◆ Document excerpt
===
An LPC is a professional counselor that only has a Master's degree. They can accept 3rd party payments and often, depending on the state regulations, have to be supervised by a licensed Ph.D. psychologist. Some states do not see them as professionals and some do. They do counseling just as anyone that does counseling does. They do not usually do anything different.

The main thing to understand is this:

A Psychologist, Therapist, LPC, MSW, etc...are therapists. They will sit you down and want to talk. To use up your hour and help you gain insight into what is going on and help you get fixed. These docs do NOT write prescriptions. They can suggest you visit with your Psychiatrist about a particular med but it's likely they won't talk to you about meds very often.
===
◆ Source material
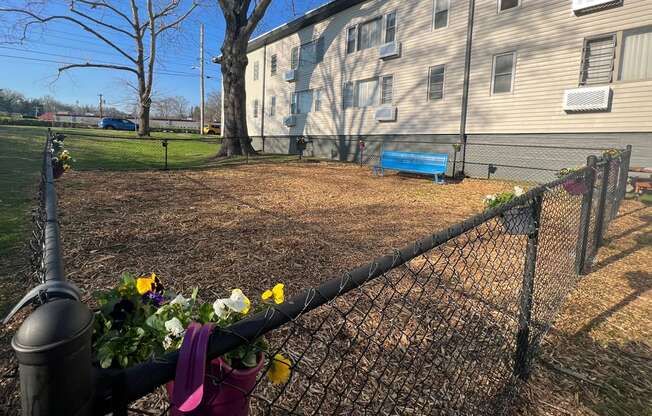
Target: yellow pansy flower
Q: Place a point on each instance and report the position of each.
===
◆ Activity A
Retype the passage on counselors and therapists between "The main thing" and "meds very often.", inclusive.
◆ Activity B
Continue the passage on counselors and therapists from its last sentence.

◆ Answer section A
The main thing to understand is this:

A Psychologist, Therapist, LPC, MSW, etc...are therapists. They will sit you down and want to talk. To use up your hour and help you gain insight into what is going on and help you get fixed. These docs do NOT write prescriptions. They can suggest you visit with your Psychiatrist about a particular med but it's likely they won't talk to you about meds very often.

◆ Answer section B
A therapist of any sort has these different names because some can take your insurance and some can't. That's about what it comes down to. If they can get paid through insurance or they have to be paid cash. So check with your insurance company first off and see who they have a contract for services with. If they don't have a payment option for a particular person then it's up to you to pay cash or go to a different person for help.

A Psychiatrist is a medical doctor who has their medical degree then specialized in treating mental health issues. They DO NOT want to visit with you, they do NOT want to sit and talk, they MIGHT have 5 minutes scheduled for you but then they want you gone.

A Psychiatrist only writes prescriptions for you. They don't treat you for anything else.